- ITEMS:

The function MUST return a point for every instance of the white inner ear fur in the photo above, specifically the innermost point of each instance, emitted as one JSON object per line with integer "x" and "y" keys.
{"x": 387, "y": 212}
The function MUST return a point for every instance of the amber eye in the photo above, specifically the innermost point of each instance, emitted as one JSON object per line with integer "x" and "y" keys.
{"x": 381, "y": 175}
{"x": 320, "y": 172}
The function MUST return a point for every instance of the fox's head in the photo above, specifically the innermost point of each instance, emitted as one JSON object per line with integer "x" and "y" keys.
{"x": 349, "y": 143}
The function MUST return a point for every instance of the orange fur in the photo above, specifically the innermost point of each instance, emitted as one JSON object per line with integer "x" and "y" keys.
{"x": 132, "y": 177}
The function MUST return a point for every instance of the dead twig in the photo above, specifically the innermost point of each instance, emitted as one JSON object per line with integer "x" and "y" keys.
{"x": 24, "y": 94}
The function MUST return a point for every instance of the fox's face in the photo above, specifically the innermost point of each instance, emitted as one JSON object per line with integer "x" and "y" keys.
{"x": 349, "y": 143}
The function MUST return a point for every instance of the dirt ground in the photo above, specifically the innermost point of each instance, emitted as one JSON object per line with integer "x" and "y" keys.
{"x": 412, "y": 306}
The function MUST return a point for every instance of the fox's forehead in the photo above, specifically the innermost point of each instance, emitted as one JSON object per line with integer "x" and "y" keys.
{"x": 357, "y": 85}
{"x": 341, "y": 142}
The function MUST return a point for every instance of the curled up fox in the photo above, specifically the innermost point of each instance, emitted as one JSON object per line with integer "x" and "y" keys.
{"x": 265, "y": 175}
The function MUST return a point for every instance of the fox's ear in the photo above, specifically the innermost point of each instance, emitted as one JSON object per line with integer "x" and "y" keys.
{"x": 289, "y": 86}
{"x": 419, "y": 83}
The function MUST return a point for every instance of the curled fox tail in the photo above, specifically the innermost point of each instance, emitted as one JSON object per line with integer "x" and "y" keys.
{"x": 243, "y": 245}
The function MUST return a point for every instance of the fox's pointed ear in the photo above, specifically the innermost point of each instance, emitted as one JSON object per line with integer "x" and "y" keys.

- WHAT YOU NEED TO DO: Repeat all of the data above line for line, without changing anything.

- ANSWER TO THE EXERCISE:
The function MUST return a point for every instance of the white inner ear fur in the photo above, specifically the innermost point of each instance, emitted as one JSON object per line with integer "x" and "y" keys.
{"x": 387, "y": 212}
The function MUST return a point for every instance of the amber eye in the photo above, specifically the innermost point of each instance, emitted as one JSON object per line with integer "x" and "y" keys.
{"x": 381, "y": 175}
{"x": 320, "y": 172}
The function MUST return a point for every instance of the fox's head in the photo above, specifically the innermost point of each instance, emitted as one JSON object per line with integer "x" and "y" keys.
{"x": 349, "y": 143}
The function MUST return a point for every instance of the orange fur in the photo above, specifically the innermost point of each instance, emitted as one JSON object per line with integer "x" and "y" keys.
{"x": 132, "y": 177}
The function MUST return a point for every instance of the dead twig in the photo above, specifically the innermost point of each instance, emitted as one JSON object per line with integer "x" and "y" keys.
{"x": 24, "y": 94}
The function MUST return a point for every instance of the fox's face in the photo above, specifically the innermost point of each instance, emitted as one JSON object per line with integer "x" and "y" keys.
{"x": 349, "y": 143}
The function MUST return a point for every instance of the dirt ground in the photo above, specifically the innermost point of each instance, emitted as one JSON object per line with integer "x" and "y" keys.
{"x": 412, "y": 306}
The function MUST return a point for every instance of the fox's forehead in the photo above, specifically the innermost point of each instance, emitted as one JSON object per line with integer "x" and "y" keys.
{"x": 357, "y": 85}
{"x": 341, "y": 142}
The function MUST return a point for every instance of the curled up fox in the photo above, specifically the innermost point of each instance, emitted as one JSON object per line with integer "x" and "y" keys.
{"x": 265, "y": 175}
The function MUST return a point for every instance of the fox's ear in the photo above, specifically the innermost point of each instance, emitted as one JSON object per line with integer "x" and "y" keys.
{"x": 289, "y": 86}
{"x": 419, "y": 83}
The function MUST return a point for every instance of the curled fox tail in the photo above, specifically the innermost point of each instance, emitted as one JSON object per line with integer "x" and "y" keys.
{"x": 243, "y": 245}
The function MUST return a point for every instance of the fox's pointed ear in the photo above, specifically the innermost point of each instance, emitted as one JSON object per line with integer "x" and "y" keys.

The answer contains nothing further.